Текст:
___
Де Местр вообще сомневается в наличии такого субъекта истории, как "человек":

За свою жизнь я повидал французов, итальянцев, русских и других; благодаря Монтескье я знаю также, что «можно быть персиянином». Что же до "человека", то я заявляю, что никогда в жизни его не встречал; ежели он и существует, то мне он остался неизвестен.  

А если "человечества" нет, то фиктивны и все универсальные законы его развития. Романтизм отвергает характерные для либерального прогрессизма унификацию национальных культур и единство их целей, он возник и вырос вокруг культа цветущего разнообразия культур и народов. Джамбаттиста Вико пишет:

одно лишь несходство языков, на которых говорят народы (скажем, Кавказа или Тихого океана), — знак или модель того, как непреодолимо разнообразны формы самовыражения. Разнообразие это столь явно, что точный перевод с одного языка на другой, даже родственный, принципиально невозможен, а пропасть между ними, говорящая о разнице восприятия и действий, поистине огромна.

По мнению Гердера "различные культуры могут и должны расцветать друг подле друга, подобно множеству цветов в великом саду человечества". Не могу не привести его более чем актуальный пассаж:

Немцы могут вполне проявить свою творческую одаренность только среди немцев; евреи — только вернувшись на древнюю землю Палестины. Лишенные корней, в чуждом окружении, народы хиреют, если выживают вообще... Следование чужим образцам (это не относится к неосознаваемым и незаметным воздействиям, спонтанно оказываемым одним обществом на другое) ведет к искусственности, бледной подражательности, унижению и искусства, и жизни. Немцы должны быть немцами, а не третьеразрядными французами; жизнь есть переживание глубочайшей причастности к собственному языку, традиции, патриотическому чувству; единообразие есть смерть.
___
Задание 1:
Ответьте на вопросы по тексту.
(a) Каких людей, по словам де Местра, он повидал за свою жизнь?
(b) Какие регионы Вико приводит в пример, говоря о несходстве языков?
(c) При каком условии, по Гердеру, евреи могут вполне проявить свою творческую одаренность?
Задание 2: Перечислите всех людей, названных в тексте по имени.
Задание 3: Почему, согласно тексту, универсальные законы развития человечества оказываются фиктивными? Ответьте в одном–трех предложениях.
___
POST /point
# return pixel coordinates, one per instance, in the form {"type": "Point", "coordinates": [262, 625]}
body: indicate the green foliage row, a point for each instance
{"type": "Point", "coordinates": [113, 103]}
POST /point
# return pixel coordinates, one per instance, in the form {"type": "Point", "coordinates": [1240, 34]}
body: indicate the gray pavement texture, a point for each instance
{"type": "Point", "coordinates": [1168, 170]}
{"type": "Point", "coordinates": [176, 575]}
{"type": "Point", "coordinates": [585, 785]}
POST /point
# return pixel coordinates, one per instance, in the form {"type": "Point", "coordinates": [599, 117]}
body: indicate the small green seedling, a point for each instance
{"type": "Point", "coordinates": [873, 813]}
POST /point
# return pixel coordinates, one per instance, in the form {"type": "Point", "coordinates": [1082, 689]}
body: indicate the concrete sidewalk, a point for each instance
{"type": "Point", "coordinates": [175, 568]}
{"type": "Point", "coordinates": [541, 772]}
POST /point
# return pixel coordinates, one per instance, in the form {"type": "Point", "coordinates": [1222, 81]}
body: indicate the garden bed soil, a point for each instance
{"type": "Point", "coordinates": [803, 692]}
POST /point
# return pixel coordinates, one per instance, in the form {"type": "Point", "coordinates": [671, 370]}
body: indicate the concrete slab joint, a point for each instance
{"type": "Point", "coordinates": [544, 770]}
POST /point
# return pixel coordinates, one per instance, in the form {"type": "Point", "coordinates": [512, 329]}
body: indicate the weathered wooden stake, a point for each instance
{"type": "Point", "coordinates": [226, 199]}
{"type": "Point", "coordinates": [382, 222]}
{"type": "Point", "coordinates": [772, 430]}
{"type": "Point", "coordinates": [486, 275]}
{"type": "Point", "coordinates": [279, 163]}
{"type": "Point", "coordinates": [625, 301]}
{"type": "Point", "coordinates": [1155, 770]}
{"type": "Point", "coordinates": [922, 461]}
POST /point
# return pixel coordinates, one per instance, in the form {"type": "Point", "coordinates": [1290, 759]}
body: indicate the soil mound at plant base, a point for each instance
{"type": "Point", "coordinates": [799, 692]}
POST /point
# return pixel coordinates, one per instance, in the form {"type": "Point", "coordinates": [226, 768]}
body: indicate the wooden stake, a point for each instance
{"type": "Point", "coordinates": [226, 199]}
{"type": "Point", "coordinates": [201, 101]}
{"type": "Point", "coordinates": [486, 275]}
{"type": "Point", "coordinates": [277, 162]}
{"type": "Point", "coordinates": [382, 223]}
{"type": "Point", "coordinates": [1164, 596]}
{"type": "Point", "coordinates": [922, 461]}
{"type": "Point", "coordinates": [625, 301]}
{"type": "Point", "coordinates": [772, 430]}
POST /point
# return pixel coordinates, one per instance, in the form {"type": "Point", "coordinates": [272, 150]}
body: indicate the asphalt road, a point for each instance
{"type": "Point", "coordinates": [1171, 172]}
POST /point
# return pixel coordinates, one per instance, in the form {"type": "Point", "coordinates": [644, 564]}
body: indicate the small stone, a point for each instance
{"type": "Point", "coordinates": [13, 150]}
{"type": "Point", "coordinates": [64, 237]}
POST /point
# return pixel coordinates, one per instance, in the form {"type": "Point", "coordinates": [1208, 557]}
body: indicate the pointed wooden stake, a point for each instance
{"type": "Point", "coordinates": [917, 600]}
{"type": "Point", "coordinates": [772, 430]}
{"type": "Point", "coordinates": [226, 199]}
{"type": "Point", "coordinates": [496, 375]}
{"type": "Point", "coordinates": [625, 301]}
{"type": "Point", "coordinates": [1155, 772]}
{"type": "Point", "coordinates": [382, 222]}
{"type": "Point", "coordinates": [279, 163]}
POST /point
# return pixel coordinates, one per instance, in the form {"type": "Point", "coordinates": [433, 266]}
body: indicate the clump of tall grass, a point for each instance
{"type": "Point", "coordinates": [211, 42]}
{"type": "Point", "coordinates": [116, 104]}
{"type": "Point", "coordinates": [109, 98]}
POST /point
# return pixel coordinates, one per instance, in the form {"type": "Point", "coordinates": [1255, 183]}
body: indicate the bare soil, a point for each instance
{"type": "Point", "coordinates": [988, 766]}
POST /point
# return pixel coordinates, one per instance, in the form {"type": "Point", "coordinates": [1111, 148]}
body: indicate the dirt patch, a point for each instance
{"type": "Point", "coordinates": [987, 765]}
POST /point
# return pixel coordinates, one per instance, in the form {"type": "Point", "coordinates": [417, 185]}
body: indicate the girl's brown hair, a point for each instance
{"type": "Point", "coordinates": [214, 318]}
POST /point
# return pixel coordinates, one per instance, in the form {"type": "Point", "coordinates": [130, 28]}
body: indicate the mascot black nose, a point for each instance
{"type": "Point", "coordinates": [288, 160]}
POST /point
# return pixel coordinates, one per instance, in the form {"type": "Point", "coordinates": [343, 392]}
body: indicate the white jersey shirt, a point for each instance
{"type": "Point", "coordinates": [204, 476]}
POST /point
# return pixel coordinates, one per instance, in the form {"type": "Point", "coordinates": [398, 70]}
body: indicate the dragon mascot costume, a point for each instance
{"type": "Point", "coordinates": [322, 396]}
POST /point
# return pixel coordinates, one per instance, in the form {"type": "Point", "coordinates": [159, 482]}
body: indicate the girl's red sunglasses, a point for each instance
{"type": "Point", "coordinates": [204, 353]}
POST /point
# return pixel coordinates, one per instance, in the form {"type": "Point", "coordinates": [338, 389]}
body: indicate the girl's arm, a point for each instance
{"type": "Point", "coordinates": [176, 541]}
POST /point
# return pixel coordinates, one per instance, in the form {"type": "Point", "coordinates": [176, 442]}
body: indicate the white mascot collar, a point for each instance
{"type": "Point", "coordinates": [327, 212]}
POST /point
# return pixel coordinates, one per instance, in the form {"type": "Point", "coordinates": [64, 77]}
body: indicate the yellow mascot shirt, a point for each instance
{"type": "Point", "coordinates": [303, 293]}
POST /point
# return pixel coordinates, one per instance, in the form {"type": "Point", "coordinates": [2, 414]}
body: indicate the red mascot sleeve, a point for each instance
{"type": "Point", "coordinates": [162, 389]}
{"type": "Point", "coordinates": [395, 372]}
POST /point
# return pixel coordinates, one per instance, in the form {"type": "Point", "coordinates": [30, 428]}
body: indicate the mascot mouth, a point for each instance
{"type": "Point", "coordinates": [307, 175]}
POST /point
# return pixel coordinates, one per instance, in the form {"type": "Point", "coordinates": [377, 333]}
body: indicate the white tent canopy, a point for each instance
___
Ответ 1:
(a) Он повидал французов, итальянцев, русских и других.
(b) Вико называет Кавказ и Тихий океан.
(c) Они могут проявить ее, только вернувшись на древнюю землю Палестины.

Ответ 2: В тексте названы де Местр, Монтескье, Джамбаттиста Вико и Гердер.

Ответ 3: Де Местр сомневается в существовании "человека" как субъекта истории: он встречал французов, итальянцев, русских и других, но "человека" никогда не встречал. А если "человечества" нет, то фиктивны и все универсальные законы его развития.